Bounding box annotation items
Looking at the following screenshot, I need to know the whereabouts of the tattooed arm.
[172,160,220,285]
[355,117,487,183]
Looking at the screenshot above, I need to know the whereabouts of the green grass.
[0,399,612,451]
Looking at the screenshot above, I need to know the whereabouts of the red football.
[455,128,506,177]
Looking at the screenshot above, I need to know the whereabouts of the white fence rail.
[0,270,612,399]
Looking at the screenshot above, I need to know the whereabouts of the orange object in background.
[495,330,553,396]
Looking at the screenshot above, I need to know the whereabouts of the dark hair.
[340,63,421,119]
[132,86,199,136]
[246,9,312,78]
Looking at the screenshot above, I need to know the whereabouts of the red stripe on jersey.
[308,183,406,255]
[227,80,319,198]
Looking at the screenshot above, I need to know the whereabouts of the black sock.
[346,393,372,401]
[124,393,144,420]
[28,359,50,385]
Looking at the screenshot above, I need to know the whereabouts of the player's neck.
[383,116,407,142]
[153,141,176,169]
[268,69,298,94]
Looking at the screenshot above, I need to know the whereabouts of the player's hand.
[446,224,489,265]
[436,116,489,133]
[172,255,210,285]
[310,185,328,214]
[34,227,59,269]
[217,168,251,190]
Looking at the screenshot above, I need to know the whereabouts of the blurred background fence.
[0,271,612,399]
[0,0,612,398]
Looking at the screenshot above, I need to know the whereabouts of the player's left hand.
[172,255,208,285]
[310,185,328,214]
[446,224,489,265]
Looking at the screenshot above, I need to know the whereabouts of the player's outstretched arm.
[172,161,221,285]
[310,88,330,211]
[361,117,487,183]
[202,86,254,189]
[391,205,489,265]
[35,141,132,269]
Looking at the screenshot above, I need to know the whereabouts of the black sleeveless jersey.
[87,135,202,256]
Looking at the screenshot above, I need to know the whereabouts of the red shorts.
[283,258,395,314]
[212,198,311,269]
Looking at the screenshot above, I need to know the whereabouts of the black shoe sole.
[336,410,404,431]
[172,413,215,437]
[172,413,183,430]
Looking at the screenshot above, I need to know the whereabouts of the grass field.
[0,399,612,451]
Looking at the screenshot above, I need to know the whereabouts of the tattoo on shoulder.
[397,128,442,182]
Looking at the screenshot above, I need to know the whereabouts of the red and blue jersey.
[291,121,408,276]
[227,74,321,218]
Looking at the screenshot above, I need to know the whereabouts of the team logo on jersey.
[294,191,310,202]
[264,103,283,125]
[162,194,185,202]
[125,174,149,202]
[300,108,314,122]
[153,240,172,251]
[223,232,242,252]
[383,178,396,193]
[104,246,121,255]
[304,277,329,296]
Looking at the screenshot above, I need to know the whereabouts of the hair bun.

_WHAT TO PRODUCE_.
Reproduce all of the items above, swapping each occurrence of "whereabouts" for "location" and leaving everything else unchanged.

_WORKED ANSWER_.
Looking at the following screenshot, I need to know the location of the tattooed arm.
[172,160,220,285]
[355,117,487,183]
Looking at the screenshot above, I need to know the location of the green grass.
[0,399,612,451]
Looking at the screenshot above, I need to know the location of the red football.
[455,128,506,177]
Looking at the screenshot above, I need to know the location of the white fence rail.
[0,270,612,399]
Looking at the screenshot above, I need to know the location of the orange object in background.
[495,330,553,396]
Looking at the screenshot above, I need to know the location of the dark hair.
[340,63,421,119]
[132,86,199,136]
[246,9,312,78]
Looking at the screenshot above, I need to know the location of the red stripe on jersey.
[308,183,406,255]
[227,80,319,198]
Looking at the screenshot above, I need to know the location of the black sock.
[346,393,372,401]
[124,393,144,420]
[28,359,50,385]
Looking at the screenshot above, I need to know the location of the player's neck.
[383,116,407,142]
[153,141,176,169]
[268,69,298,94]
Looking at the screenshot above, I need to know the location of the player's hand.
[446,224,489,265]
[436,116,489,133]
[172,255,210,285]
[310,185,328,214]
[34,227,59,269]
[217,168,251,190]
Looking at the screenshot above, I need to know the location of the blurred background fence.
[0,271,612,399]
[0,0,612,398]
Looking at the screenshot above, I need to know the location of the player's left hand.
[172,255,208,285]
[310,185,328,214]
[446,224,489,265]
Looking at the screenshot above, I need to know the location of the player's outstretched arm.
[172,161,221,285]
[310,88,330,211]
[361,117,487,183]
[202,86,254,189]
[391,205,489,265]
[35,141,132,269]
Looking at the screenshot above, I need to know the location of the black sleeveless jersey.
[87,135,202,256]
Looking at the screenshot above, I need to know the location of the red shorts.
[283,258,395,314]
[212,198,311,269]
Looking at the screenshot above, I need to know the location of the black shoe sole.
[336,410,404,431]
[172,413,215,437]
[172,413,183,430]
Looking at the screenshot above, I need to know the location of the grass field.
[0,399,612,451]
Looking at the screenshot above, I need to know the location of the tattoo on shoulder.
[397,128,442,182]
Looking at the screenshot above, I need to know the location of the red and blue jersey.
[291,121,408,276]
[227,74,321,218]
Looking at the screenshot above, I need to know the location of the team logo on jersey.
[294,191,310,202]
[264,103,283,125]
[162,194,185,202]
[125,174,149,202]
[300,108,314,122]
[153,240,172,251]
[223,232,242,252]
[383,178,396,193]
[104,246,121,255]
[304,277,329,296]
Looking at the screenshot above, I need to know the location of the hair bun.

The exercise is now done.